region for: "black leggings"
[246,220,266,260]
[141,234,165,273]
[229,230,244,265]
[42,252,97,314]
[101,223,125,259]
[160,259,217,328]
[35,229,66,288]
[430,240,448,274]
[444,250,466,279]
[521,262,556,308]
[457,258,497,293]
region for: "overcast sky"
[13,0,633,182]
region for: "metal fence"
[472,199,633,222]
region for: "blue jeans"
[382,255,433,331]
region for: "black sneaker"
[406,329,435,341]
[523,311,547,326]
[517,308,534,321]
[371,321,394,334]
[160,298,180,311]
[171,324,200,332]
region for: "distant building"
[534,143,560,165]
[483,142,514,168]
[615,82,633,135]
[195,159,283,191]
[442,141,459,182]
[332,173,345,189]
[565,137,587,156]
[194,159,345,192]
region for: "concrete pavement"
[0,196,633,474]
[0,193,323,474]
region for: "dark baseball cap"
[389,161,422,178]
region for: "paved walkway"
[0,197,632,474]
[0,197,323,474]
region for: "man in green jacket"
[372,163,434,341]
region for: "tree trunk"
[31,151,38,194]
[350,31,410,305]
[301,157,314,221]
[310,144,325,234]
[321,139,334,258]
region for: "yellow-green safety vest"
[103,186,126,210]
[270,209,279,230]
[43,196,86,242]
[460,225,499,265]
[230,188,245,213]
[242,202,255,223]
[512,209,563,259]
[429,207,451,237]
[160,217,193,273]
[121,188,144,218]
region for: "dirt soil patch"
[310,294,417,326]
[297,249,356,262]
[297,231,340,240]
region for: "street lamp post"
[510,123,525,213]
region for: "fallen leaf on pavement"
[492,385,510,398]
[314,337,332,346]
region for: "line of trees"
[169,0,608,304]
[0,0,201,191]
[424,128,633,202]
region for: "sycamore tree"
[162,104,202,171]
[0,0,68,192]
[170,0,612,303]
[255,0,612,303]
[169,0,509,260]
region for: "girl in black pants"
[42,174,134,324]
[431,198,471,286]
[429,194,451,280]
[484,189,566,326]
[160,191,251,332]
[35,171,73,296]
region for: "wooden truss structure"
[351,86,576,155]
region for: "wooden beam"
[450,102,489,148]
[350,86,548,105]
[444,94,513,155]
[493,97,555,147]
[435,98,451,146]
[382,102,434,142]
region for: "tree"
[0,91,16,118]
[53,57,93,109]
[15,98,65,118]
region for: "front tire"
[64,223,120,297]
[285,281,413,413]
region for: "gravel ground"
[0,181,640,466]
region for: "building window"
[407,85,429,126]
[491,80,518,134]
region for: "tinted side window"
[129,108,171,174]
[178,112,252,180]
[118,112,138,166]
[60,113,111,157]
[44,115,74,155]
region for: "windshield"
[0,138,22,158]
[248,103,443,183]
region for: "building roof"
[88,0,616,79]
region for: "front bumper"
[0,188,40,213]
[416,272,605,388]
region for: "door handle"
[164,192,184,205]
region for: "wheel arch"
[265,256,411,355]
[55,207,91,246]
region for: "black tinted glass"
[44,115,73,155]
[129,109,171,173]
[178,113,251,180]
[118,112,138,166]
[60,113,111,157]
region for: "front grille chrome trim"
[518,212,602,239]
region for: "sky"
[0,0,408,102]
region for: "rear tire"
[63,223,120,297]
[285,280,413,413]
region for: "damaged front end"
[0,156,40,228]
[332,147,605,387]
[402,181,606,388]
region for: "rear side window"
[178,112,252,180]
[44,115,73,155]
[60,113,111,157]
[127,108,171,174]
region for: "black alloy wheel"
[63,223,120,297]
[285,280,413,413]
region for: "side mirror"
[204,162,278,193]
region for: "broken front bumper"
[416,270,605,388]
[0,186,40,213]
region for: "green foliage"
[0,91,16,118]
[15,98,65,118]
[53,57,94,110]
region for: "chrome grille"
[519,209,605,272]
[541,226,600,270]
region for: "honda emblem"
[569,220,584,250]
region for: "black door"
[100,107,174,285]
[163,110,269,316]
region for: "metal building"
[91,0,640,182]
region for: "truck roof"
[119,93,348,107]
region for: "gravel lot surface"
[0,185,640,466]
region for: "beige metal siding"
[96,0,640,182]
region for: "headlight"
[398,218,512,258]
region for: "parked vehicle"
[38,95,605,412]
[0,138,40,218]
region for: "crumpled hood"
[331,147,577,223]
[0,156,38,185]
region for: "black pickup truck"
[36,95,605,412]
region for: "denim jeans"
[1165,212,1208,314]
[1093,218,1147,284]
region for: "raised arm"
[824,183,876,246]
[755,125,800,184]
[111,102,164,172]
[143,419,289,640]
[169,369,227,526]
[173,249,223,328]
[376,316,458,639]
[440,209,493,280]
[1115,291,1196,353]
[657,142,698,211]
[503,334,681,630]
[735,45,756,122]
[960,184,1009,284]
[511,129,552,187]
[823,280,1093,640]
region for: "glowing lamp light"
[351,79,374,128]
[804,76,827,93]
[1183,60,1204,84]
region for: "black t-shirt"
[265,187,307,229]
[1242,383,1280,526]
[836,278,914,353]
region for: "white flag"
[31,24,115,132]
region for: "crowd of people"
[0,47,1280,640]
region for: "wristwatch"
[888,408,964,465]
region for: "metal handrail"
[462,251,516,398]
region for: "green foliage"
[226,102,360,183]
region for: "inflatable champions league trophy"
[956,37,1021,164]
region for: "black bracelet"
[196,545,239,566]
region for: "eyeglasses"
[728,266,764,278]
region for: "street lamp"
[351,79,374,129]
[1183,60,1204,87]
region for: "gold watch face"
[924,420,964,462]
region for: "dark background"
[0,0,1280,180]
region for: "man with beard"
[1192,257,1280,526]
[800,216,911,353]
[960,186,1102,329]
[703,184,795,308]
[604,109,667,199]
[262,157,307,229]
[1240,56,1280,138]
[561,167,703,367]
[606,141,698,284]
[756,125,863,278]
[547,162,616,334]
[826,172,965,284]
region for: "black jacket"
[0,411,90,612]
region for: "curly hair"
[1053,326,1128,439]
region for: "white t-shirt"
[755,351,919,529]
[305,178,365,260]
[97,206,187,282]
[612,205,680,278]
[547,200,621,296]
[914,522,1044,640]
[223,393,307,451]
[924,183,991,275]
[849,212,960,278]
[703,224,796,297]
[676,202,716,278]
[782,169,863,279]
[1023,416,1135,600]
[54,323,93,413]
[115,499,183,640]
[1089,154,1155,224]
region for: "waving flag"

▶ Task goal: Identify each line containing the word "pavement" and copy those lines out.

▶ Exercise result:
region for: "concrete pavement"
region for: "fallen leaf on pavement"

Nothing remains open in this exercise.